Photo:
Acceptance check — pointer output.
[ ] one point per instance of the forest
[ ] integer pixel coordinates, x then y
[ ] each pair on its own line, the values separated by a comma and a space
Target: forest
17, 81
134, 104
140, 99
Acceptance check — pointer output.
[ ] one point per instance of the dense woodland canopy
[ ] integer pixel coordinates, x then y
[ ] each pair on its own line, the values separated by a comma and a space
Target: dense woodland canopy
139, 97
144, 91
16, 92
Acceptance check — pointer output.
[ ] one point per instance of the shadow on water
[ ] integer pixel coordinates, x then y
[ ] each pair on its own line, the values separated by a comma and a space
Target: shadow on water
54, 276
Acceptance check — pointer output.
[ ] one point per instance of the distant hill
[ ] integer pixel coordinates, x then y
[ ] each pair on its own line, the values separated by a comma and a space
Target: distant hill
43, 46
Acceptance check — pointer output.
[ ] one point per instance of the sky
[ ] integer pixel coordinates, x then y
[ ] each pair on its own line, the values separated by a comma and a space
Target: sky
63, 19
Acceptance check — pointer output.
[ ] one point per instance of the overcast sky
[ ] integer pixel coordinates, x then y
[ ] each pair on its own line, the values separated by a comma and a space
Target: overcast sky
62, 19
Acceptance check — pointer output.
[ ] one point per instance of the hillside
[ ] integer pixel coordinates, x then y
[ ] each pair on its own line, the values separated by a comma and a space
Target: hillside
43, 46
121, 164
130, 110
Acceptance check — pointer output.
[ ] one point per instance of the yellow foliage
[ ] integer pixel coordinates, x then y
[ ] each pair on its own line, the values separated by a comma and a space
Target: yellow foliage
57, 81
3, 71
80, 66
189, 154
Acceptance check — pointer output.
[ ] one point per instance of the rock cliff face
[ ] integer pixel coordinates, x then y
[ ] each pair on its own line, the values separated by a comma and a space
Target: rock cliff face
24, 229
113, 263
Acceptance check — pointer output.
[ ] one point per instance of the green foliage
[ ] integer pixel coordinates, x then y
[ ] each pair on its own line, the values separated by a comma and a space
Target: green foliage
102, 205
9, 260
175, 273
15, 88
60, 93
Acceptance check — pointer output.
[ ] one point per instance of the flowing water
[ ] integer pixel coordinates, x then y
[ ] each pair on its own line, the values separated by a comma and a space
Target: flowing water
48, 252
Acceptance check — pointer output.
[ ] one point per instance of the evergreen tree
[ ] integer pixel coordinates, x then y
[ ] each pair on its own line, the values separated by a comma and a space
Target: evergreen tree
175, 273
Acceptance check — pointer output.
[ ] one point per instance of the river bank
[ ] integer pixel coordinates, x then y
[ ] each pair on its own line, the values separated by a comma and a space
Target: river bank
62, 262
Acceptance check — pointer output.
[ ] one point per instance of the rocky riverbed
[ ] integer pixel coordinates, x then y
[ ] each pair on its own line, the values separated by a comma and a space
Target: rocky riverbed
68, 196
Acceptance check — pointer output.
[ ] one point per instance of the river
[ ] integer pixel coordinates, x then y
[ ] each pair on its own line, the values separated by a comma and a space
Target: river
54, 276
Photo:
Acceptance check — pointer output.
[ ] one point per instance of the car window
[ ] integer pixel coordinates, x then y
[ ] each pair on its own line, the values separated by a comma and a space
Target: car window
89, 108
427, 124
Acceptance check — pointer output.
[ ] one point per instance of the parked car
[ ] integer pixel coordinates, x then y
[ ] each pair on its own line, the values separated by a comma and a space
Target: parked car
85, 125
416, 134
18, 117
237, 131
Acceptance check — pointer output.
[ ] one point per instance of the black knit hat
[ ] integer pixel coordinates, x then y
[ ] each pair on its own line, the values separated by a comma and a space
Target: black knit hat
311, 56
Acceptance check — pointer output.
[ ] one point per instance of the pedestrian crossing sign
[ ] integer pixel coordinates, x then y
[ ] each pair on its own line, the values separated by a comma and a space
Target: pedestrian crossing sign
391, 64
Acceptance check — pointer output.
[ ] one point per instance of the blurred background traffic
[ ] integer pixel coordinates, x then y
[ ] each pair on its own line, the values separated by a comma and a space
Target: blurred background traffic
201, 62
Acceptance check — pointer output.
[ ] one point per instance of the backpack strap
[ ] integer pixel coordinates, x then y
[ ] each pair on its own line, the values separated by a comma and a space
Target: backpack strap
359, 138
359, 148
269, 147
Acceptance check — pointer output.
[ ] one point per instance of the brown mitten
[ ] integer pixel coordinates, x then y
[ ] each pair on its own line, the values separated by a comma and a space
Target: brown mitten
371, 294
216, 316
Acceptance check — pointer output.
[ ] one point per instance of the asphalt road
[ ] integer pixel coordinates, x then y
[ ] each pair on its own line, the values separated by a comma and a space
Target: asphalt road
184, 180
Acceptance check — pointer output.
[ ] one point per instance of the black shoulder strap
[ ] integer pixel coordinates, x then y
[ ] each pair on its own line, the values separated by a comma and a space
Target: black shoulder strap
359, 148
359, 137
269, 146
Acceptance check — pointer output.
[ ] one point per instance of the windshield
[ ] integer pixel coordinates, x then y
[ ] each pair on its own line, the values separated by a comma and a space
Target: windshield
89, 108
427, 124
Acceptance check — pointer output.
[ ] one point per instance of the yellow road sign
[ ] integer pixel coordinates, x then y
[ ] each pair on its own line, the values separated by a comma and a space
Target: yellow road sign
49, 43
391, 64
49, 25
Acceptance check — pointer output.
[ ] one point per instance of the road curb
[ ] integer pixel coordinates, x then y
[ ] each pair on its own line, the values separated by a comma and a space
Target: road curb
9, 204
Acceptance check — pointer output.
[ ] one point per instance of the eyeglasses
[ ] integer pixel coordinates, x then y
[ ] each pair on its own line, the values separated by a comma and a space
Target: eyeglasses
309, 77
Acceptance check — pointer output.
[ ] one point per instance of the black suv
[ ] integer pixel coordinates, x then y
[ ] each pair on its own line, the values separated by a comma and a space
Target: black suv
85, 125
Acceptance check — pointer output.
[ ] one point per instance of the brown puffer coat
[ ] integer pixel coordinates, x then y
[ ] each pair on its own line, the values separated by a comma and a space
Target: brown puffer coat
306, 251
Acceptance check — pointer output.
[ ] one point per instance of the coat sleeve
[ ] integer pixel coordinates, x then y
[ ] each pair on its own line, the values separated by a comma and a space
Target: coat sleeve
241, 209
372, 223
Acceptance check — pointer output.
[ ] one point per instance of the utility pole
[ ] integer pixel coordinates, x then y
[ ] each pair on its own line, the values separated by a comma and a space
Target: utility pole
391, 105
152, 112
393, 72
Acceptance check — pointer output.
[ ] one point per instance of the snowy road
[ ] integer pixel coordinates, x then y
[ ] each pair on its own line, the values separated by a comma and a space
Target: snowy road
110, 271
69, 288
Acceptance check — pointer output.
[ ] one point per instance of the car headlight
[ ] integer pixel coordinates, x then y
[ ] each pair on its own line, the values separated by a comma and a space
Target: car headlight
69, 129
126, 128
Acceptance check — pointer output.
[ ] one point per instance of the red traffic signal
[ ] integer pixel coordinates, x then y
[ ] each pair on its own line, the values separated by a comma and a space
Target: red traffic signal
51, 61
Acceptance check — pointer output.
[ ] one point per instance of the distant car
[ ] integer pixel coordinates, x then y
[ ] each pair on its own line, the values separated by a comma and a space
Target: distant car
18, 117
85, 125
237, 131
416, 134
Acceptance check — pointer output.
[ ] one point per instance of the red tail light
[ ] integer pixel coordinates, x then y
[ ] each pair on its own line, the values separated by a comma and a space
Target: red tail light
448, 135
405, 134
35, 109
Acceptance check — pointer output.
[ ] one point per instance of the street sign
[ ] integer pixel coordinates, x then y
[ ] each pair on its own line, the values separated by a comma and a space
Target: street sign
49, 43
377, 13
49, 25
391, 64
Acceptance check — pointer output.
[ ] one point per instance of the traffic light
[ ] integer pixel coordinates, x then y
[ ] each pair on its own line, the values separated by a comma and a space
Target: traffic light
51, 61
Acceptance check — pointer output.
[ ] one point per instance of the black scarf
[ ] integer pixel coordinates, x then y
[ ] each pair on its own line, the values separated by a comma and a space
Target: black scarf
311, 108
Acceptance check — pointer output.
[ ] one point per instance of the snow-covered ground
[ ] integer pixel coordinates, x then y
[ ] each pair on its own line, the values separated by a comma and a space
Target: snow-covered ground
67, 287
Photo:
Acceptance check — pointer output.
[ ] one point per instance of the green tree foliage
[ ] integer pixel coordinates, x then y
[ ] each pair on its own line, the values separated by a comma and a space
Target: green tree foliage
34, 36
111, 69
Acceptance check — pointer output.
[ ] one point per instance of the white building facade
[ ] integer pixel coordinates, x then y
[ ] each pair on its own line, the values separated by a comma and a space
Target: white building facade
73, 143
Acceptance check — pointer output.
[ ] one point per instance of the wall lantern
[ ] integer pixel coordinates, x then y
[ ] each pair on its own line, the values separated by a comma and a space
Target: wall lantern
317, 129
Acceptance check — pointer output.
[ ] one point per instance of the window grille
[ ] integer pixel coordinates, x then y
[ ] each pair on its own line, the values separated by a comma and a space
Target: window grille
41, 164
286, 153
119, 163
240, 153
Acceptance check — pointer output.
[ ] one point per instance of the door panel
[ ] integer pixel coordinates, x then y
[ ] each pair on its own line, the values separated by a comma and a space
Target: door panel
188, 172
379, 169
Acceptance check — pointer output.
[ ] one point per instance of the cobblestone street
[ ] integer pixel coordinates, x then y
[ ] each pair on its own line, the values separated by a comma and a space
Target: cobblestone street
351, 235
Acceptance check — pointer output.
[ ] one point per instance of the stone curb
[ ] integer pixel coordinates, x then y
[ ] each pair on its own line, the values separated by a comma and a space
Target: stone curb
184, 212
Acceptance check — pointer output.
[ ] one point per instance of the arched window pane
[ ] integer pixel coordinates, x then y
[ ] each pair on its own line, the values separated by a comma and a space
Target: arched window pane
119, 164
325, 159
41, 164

= Work to be completed =
Pick out every line of the items above that contains the string "flowing", and copy each such line in full. Case counts.

= Finished exercise =
[ ] one point per instance of the flowing water
Target: flowing water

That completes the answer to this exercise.